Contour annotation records
* * * *

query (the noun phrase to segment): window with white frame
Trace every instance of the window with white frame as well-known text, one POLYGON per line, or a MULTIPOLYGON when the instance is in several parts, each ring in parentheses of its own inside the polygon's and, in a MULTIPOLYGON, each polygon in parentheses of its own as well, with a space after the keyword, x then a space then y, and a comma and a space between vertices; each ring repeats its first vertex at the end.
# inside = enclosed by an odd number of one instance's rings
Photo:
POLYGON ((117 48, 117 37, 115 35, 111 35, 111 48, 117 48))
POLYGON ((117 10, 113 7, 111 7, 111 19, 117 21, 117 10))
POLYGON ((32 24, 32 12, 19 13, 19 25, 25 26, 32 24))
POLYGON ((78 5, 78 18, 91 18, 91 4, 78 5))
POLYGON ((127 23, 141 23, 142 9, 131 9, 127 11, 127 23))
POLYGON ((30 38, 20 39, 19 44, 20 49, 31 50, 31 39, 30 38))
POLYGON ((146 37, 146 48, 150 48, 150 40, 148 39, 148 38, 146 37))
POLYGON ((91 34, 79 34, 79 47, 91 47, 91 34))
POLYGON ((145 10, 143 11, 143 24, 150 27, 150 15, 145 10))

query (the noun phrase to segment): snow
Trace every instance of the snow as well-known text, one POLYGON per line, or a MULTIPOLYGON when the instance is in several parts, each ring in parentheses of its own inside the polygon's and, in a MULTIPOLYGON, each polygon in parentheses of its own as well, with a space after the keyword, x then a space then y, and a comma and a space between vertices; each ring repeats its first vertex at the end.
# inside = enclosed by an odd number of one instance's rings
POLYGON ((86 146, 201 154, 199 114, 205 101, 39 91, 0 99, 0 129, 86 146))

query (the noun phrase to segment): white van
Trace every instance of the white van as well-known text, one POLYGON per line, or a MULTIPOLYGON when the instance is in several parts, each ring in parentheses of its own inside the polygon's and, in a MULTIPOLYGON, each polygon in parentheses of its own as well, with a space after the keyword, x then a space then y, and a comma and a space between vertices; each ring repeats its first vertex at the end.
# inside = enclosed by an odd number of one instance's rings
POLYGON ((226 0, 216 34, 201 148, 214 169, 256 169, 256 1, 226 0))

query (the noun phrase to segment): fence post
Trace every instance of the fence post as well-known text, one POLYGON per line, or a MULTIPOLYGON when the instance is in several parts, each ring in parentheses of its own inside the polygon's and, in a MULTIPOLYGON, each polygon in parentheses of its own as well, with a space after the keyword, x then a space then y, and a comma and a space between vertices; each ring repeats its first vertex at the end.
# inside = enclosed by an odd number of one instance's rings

* * * *

Given exercise: Retype every item above, line for line, without changing any character.

Reply:
query (the noun phrase to segment): window with white frame
Trace every instance of the window with white frame as well-known text, one POLYGON per line, or a MULTIPOLYGON when the instance is in several parts, each ring in parentheses of its own inside the polygon's and, in a MULTIPOLYGON, each polygon in parentheses of its own as well, with a space after the keyword, x then a space then y, and a comma and a space between vertices; each ring repeats its first vertex at the end.
# inside = enclosed by an odd number of one instance's rings
Photo:
POLYGON ((117 48, 117 37, 115 35, 111 35, 111 48, 117 48))
POLYGON ((117 10, 113 7, 111 7, 111 19, 117 21, 117 10))
POLYGON ((32 24, 32 12, 19 13, 19 25, 25 26, 32 24))
POLYGON ((78 5, 78 18, 91 18, 91 4, 78 5))
POLYGON ((127 23, 141 23, 142 9, 131 9, 127 11, 127 23))
POLYGON ((30 38, 20 39, 19 44, 20 49, 31 50, 31 39, 30 38))
POLYGON ((146 37, 146 48, 150 48, 150 40, 148 39, 148 38, 146 37))
POLYGON ((91 34, 79 34, 79 47, 91 47, 91 34))
POLYGON ((145 10, 143 11, 143 24, 150 27, 150 15, 145 10))

query (the noun phrase to segment): snow
Trace every instance of the snow as well-known text, one POLYGON per line, or a MULTIPOLYGON when the instance is in several parts, each ring in parentheses of its own inside the polygon's and, in a MULTIPOLYGON, each polygon in parentheses of its own as well, with a space after the keyword, x then a space then y, and a comma and a space between vertices; each ring repeats its first vertex at the end.
# inside = enclosed by an odd number of one instance's rings
POLYGON ((86 146, 201 154, 199 114, 205 101, 39 91, 0 99, 0 129, 86 146))

query (the noun phrase to segment): white van
Trace every instance of the white van as well-known text, one POLYGON per line, or a MULTIPOLYGON when the instance is in several parts, each ring in parentheses of its own inside the polygon's and, in a MULTIPOLYGON, each polygon in parentheses of its own as well, with a space after the keyword, x then a space then y, and a comma and a space between vertices; each ring repeats its first vertex at the end.
# inside = enclosed by an odd number of one instance's rings
POLYGON ((226 0, 216 34, 201 148, 214 169, 256 169, 256 1, 226 0))

query (the noun phrase to segment): fence post
Trace every instance of the fence post as well-known text, one POLYGON per line, or a MULTIPOLYGON when the instance is in several parts, each ring in parentheses of its own inside the polygon's and, in a MULTIPOLYGON, each polygon in parentheses of its own as well, with a space after the keyword, x then a space then y, and a comma and a space between vertices; each ring repeats its first vertex at the end.
# inside = enclosed by an odd number of one instance's rings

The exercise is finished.